THE PROBLEM
Everything from the line holding "wristwatch in the photo above." through the last line below must be repeated exactly, and nothing else.

◇ ◇ ◇ ◇ ◇

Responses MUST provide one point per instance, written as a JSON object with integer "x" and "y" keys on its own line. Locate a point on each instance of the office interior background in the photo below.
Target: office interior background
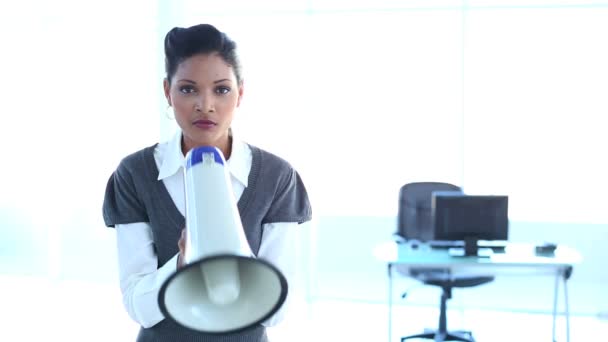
{"x": 499, "y": 97}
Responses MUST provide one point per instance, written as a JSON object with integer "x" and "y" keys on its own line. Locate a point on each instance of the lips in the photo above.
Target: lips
{"x": 204, "y": 124}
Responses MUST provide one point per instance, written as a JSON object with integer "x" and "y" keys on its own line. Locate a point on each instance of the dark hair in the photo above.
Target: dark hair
{"x": 183, "y": 43}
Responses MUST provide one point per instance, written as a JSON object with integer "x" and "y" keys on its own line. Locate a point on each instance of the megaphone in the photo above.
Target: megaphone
{"x": 222, "y": 288}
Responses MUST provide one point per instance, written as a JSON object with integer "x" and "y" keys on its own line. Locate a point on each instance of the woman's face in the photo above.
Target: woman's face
{"x": 204, "y": 94}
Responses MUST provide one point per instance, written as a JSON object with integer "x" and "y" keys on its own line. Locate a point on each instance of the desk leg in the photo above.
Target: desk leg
{"x": 390, "y": 302}
{"x": 566, "y": 306}
{"x": 555, "y": 291}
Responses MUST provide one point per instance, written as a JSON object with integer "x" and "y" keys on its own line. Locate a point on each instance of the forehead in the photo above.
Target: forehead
{"x": 205, "y": 67}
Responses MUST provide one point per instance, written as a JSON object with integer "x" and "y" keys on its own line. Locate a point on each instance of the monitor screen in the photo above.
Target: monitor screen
{"x": 470, "y": 217}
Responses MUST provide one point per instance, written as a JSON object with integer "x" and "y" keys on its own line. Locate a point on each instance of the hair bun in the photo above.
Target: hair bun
{"x": 182, "y": 42}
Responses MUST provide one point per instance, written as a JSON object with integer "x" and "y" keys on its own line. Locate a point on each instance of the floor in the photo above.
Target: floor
{"x": 35, "y": 309}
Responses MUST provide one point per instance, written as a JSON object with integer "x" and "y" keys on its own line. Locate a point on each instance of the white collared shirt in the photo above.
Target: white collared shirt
{"x": 140, "y": 279}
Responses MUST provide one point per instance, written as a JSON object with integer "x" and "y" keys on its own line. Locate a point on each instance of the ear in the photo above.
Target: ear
{"x": 167, "y": 88}
{"x": 238, "y": 103}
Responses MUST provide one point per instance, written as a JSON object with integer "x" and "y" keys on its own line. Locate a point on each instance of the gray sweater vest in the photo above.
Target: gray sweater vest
{"x": 275, "y": 193}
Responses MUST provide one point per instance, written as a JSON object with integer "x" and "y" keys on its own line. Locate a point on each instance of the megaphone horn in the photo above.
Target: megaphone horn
{"x": 222, "y": 288}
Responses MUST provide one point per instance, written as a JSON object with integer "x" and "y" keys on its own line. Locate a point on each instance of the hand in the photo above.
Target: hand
{"x": 181, "y": 244}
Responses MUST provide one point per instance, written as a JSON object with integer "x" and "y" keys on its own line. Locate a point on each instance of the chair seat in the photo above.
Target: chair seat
{"x": 454, "y": 281}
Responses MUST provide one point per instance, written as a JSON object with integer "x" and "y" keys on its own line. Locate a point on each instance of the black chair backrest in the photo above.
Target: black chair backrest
{"x": 415, "y": 221}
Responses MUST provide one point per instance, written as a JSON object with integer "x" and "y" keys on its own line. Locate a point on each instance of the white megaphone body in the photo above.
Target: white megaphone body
{"x": 222, "y": 288}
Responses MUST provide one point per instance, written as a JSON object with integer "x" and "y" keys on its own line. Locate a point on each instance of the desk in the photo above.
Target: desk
{"x": 516, "y": 258}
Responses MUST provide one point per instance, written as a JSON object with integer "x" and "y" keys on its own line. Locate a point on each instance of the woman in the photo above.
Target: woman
{"x": 144, "y": 198}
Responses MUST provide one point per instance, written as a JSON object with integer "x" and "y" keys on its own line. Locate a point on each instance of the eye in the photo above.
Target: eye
{"x": 222, "y": 90}
{"x": 186, "y": 89}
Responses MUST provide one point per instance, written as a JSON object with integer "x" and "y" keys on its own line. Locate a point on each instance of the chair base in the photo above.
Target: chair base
{"x": 464, "y": 336}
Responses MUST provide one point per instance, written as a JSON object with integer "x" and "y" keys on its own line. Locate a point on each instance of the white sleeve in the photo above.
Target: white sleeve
{"x": 278, "y": 246}
{"x": 140, "y": 280}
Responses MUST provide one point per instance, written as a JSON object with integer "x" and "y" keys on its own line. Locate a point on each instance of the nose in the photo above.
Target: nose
{"x": 204, "y": 104}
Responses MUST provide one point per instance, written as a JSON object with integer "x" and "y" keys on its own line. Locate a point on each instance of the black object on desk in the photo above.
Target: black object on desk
{"x": 470, "y": 218}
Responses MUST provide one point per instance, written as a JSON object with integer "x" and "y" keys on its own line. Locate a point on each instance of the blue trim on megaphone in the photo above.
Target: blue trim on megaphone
{"x": 195, "y": 155}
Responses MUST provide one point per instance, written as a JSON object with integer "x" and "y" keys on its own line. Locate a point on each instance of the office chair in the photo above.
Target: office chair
{"x": 415, "y": 222}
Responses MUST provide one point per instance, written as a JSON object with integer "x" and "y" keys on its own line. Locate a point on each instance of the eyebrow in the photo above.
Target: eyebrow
{"x": 191, "y": 81}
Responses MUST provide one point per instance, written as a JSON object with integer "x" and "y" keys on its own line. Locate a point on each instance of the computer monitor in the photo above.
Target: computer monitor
{"x": 470, "y": 218}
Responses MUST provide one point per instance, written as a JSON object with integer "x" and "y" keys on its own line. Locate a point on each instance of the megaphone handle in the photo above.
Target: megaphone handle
{"x": 182, "y": 248}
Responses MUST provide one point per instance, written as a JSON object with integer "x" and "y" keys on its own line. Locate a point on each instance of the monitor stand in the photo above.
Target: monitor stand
{"x": 471, "y": 248}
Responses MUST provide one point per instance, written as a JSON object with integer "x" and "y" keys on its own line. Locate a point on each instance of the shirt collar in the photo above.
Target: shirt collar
{"x": 173, "y": 160}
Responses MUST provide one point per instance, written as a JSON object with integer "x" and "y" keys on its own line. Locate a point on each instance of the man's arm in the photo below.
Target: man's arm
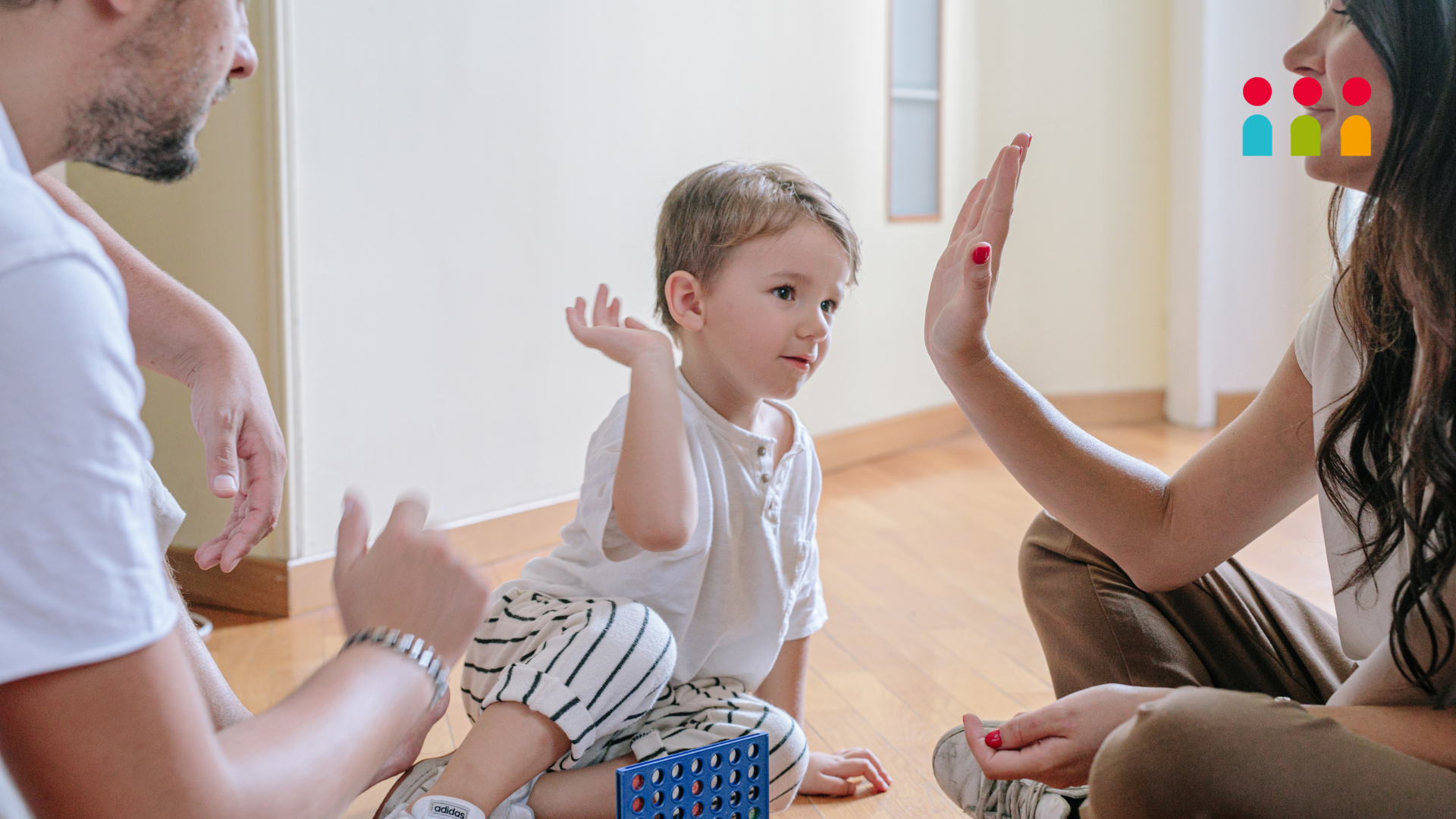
{"x": 181, "y": 335}
{"x": 131, "y": 738}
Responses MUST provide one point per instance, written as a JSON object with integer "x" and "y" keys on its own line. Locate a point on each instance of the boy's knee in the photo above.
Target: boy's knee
{"x": 788, "y": 758}
{"x": 635, "y": 627}
{"x": 1168, "y": 757}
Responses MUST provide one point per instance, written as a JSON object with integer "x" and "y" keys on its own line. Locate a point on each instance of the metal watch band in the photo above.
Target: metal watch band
{"x": 410, "y": 646}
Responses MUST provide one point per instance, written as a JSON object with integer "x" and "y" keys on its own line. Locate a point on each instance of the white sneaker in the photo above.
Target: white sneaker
{"x": 422, "y": 776}
{"x": 444, "y": 808}
{"x": 411, "y": 786}
{"x": 962, "y": 779}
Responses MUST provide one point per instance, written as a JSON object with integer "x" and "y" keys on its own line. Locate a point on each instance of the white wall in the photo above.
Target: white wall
{"x": 450, "y": 175}
{"x": 1248, "y": 251}
{"x": 465, "y": 169}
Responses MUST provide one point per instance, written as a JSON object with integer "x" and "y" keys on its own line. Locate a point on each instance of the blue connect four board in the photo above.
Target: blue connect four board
{"x": 726, "y": 780}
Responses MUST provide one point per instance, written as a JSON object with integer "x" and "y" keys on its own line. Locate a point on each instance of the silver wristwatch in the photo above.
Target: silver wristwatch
{"x": 410, "y": 646}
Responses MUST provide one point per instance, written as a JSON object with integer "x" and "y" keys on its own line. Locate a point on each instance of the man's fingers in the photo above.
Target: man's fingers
{"x": 410, "y": 516}
{"x": 255, "y": 526}
{"x": 220, "y": 441}
{"x": 353, "y": 534}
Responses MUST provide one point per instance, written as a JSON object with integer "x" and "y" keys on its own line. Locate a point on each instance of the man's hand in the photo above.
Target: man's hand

◇ ◇ ◇ ◇ ◇

OUTPUT BELOW
Responses MUST provide one point per instance, written as a JSON object with integer "x" and "y" keys on its own line. Locate a point on each instance of the silver wristwatch in the photo above.
Target: silver wristwatch
{"x": 410, "y": 646}
Responses MUST provide one point per instance, written as a JSON object with integer "x" and "y" keys on its own line. Locate a point on each instance of the man's fingers in the photo above.
Target: man's fingers
{"x": 410, "y": 516}
{"x": 255, "y": 526}
{"x": 220, "y": 441}
{"x": 353, "y": 534}
Responses MUST provide one point per instance, written as a JSON object with integer "x" and "y" keys on its own line. Locate a point on each instance of the man's hand in the photo above.
Target: man's hand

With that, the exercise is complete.